===== Material to process
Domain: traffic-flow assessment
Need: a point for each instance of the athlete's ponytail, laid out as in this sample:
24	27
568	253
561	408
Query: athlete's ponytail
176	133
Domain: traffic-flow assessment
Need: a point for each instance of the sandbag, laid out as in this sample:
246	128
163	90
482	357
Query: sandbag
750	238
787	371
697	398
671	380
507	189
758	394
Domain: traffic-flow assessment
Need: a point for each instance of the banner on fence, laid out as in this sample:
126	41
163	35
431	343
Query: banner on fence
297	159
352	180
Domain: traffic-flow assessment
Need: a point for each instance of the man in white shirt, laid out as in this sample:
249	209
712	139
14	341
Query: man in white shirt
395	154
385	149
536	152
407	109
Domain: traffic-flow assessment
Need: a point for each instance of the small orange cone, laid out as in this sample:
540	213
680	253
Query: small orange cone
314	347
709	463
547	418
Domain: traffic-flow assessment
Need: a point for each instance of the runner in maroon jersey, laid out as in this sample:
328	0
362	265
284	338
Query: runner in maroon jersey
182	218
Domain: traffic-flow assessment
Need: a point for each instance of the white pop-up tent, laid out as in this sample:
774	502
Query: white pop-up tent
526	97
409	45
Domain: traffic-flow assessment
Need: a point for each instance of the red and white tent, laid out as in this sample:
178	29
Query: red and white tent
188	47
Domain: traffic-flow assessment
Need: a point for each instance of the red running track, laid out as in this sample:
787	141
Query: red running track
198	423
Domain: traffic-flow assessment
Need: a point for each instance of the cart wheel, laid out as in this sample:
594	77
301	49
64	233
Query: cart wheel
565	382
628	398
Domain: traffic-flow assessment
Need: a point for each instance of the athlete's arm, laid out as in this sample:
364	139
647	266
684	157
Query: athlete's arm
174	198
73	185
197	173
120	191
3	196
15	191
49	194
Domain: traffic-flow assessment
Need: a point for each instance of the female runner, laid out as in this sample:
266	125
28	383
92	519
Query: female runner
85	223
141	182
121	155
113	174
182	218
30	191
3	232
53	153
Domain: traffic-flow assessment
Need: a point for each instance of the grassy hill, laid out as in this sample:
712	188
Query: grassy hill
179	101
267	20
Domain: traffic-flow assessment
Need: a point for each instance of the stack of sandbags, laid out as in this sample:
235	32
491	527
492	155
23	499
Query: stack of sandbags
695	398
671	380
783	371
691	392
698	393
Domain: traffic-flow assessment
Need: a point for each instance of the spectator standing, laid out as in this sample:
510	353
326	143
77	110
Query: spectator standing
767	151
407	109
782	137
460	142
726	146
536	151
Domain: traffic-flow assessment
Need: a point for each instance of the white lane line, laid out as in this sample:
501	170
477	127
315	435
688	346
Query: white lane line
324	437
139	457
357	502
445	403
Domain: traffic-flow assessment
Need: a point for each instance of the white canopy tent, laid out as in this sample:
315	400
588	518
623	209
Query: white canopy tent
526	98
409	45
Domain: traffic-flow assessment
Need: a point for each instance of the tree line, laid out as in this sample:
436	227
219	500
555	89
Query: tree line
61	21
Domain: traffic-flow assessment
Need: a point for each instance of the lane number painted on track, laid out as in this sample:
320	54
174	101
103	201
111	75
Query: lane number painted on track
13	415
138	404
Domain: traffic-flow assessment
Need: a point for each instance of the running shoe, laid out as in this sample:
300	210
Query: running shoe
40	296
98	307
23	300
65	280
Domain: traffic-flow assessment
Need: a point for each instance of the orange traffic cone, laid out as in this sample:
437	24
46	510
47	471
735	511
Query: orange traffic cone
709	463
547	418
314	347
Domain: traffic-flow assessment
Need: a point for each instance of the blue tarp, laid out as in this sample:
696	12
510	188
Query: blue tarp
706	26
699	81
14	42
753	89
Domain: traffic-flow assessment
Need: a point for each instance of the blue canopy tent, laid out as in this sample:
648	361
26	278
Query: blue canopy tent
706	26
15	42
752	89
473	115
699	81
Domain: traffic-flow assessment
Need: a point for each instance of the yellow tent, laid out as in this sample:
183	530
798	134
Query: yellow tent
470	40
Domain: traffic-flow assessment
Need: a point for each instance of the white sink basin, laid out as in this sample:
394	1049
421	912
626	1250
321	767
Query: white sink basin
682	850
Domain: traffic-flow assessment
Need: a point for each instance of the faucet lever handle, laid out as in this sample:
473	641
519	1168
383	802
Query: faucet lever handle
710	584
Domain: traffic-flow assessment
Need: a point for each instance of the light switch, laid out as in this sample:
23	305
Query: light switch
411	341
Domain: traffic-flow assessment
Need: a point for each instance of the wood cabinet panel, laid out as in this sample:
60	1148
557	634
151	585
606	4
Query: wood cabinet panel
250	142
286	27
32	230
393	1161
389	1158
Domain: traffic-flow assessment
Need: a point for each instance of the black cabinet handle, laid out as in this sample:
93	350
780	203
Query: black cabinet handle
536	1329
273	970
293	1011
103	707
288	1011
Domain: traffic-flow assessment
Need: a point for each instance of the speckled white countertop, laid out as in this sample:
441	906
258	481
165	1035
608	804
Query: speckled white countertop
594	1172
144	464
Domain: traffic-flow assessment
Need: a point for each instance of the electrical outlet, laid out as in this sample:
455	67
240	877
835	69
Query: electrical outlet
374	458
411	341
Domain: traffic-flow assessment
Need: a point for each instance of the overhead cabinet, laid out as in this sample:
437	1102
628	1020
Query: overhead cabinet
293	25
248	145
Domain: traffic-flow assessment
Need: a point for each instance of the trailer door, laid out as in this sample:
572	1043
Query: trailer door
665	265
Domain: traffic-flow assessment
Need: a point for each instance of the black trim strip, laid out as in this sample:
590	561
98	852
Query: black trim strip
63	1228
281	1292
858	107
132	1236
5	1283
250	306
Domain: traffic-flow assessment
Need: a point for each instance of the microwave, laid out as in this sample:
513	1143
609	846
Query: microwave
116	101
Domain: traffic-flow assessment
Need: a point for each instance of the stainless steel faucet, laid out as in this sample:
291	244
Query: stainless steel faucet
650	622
==========
#### Your goal:
Give all the entries again exactly; leave none out.

#### Final result:
Domain: traffic-flow assessment
Need: a point for each instance of the athlete's ponytail, laid out as in this sample:
24	27
568	253
561	408
Query: athlete's ponytail
176	133
Domain: traffic-flow assessment
Need: a point for each instance of the sandbag, laid out as in this sample:
246	128
163	90
482	357
Query: sandbag
750	238
787	371
697	398
671	380
507	189
758	394
Domain: traffic-flow assessment
Need: a point for each instance of the banner on fence, laid out as in this sample:
126	41
163	35
431	343
Query: banner on fence
297	159
352	180
Domain: traffic-flow assessment
Need: a point for each instance of the man in white shirt, laid out as in this sample:
249	209
712	139
14	341
Query: man in white shirt
395	154
385	149
536	152
407	109
Domain: traffic-flow assessment
Need: a point for each instance of the small orange cone, laid out as in this sample:
540	213
680	253
Query: small orange cone
314	347
709	463
547	418
Domain: traffic-flow assessment
Need: a point for each instance of the runner in maroon jersey, laid out as in this sample:
328	0
362	265
284	338
Query: runner in maroon jersey
182	218
Domain: traffic-flow assessment
Need: a point for each instance of the white pop-up tent, laid out as in this sample:
774	502
Query: white pop-up tent
526	97
409	45
Domain: traffic-flow assessment
Need: a point for each instance of the red and white tent, laid out as in this sample:
178	29
Query: red and white tent
188	47
Domain: traffic-flow assessment
Need: a point for each instance of the red running track, laid out as in this sample:
787	141
Query: red running track
198	423
Domain: traffic-flow assessment
Need: a point for each instance of the cart wheel, laid out as in this sample:
594	77
301	49
64	233
Query: cart wheel
565	382
628	398
Domain: traffic-flow assessment
Need: a point for each instance of the athlete's arm, laid out as in this sample:
364	139
647	266
684	157
Query: athlete's arm
174	198
73	185
197	173
120	191
3	196
15	191
49	194
Domain: traffic-flow assessment
Need: a point for each instance of the female runner, laid out as in this sample:
266	125
28	383
92	519
Query: female runner
85	223
141	182
121	155
113	174
182	218
30	191
3	232
53	153
Domain: traffic-flow assessment
Need: a point for each instance of the grassy hill, laid out as in this sample:
712	188
Query: grassy hill
179	101
267	20
Domain: traffic-flow assessment
Need: a point for each instance of the stack of sandbags, laid out as in this sample:
235	32
491	527
492	155
23	499
Query: stack of sandbags
695	398
671	380
783	371
691	392
698	393
Domain: traffic-flow assessment
Need: a point for each instance of the spectator standing, laid out as in this sample:
510	353
326	143
77	110
Query: spectator standing
767	151
407	109
782	137
460	142
726	146
536	151
Domain: traffic-flow assessment
Need: a point for each instance of the white lane line, laid out as in this sample:
501	170
477	127
315	435
688	346
Query: white lane line
324	437
139	457
357	502
445	403
Domain: traffic-flow assessment
Need: a point for each instance of the white canopy tent, laid out as in this sample:
315	400
588	518
623	209
Query: white canopy tent
526	98
409	45
Domain: traffic-flow assessment
Need: a point for each instance of the tree line, laid out as in this sample:
436	227
219	500
555	89
Query: tree line
61	21
Domain: traffic-flow assessment
Need: a point for each instance of the lane number painted on track, laid out as in this sample:
320	54
174	101
103	201
111	75
Query: lane number painted on track
13	415
138	404
Domain: traffic-flow assessment
Need: a point for each instance of the running shoe, laid out as in this sample:
300	210
Query: running shoe
40	296
98	307
23	300
65	280
Domain: traffic-flow assessment
Need: a point for each instance of the orange traffic cone, laid out as in this sample:
437	24
46	510
47	471
735	511
Query: orange traffic cone
709	463
547	418
314	347
Domain: traffic-flow assessment
Need: a point for each instance of the blue tarp, laid out as in this sample:
696	12
510	188
Query: blue tarp
706	26
699	81
14	42
753	89
Domain: traffic-flow assessment
Need: a point for each instance of the blue canopy tent, laid out as in this sample:
648	361
26	278
Query: blue canopy tent
706	26
15	42
752	89
473	115
699	81
Domain: traffic-flow assessment
Need: a point for each instance of the yellow tent, laid out as in this sample:
183	530
798	134
Query: yellow tent
470	40
Domain: traffic-flow assessment
Need: a point for each instance of the white sink basin, laid out as in this sample:
394	1049
421	912
626	1250
321	767
Query: white sink basin
682	850
Domain: traffic-flow assessment
Need: a point for each instance of the faucet lever handle, laid out as in this sample:
473	641
519	1168
383	802
Query: faucet lever handle
710	584
Domain: traffic-flow assessment
Need: a point for each instance of the light switch, laid out as in this sample:
23	305
Query: light switch
411	341
Domain: traffic-flow assessment
Need: a point for each instance of the wood cabinet panel, laid out as in this sample:
60	1148
557	634
151	585
606	4
Query: wood cabinet panel
250	142
286	27
32	230
393	1161
389	1158
Domain: traffic-flow assessment
Need: a point for each instance of the black cabinet handle, laid out as in this sample:
93	350
780	203
Query: black cabinet handle
536	1329
273	970
293	1011
103	707
288	1011
Domain: traffic-flow assessment
Need: a point for each instance of the speckled white countertop, laid out as in this sample:
441	906
258	481
165	1035
608	804
Query: speckled white countertop
594	1172
144	464
Domain: traffic-flow assessment
Need: a point for each instance of the electrical outlet, laid out as in this sample:
455	67
240	877
835	69
Query: electrical outlet
374	458
411	341
Domain: traffic-flow assessment
Need: a point for each instance of the overhead cabinet, laid out as in this sample:
437	1102
628	1020
Query: overhead cabinet
293	25
248	145
Domain: traffic-flow assessment
Need: a point for each instance of the trailer door, laid out as in this sample:
572	1043
Query: trailer door
665	265
Domain: traffic-flow assessment
Need: a point for each instance of the black trim strip, laid out as in this sample:
590	561
98	852
Query: black trim strip
63	1228
281	1292
858	107
132	1236
5	1283
250	306
Domain: traffic-flow assessment
Need: a point for each instance of the microwave, laid out as in this sample:
513	1143
609	846
Query: microwave
116	101
Domain: traffic-flow assessment
Need: a point for each instance of the stainless steel faucet, laid out as in this sample:
291	244
Query: stainless steel faucet
650	622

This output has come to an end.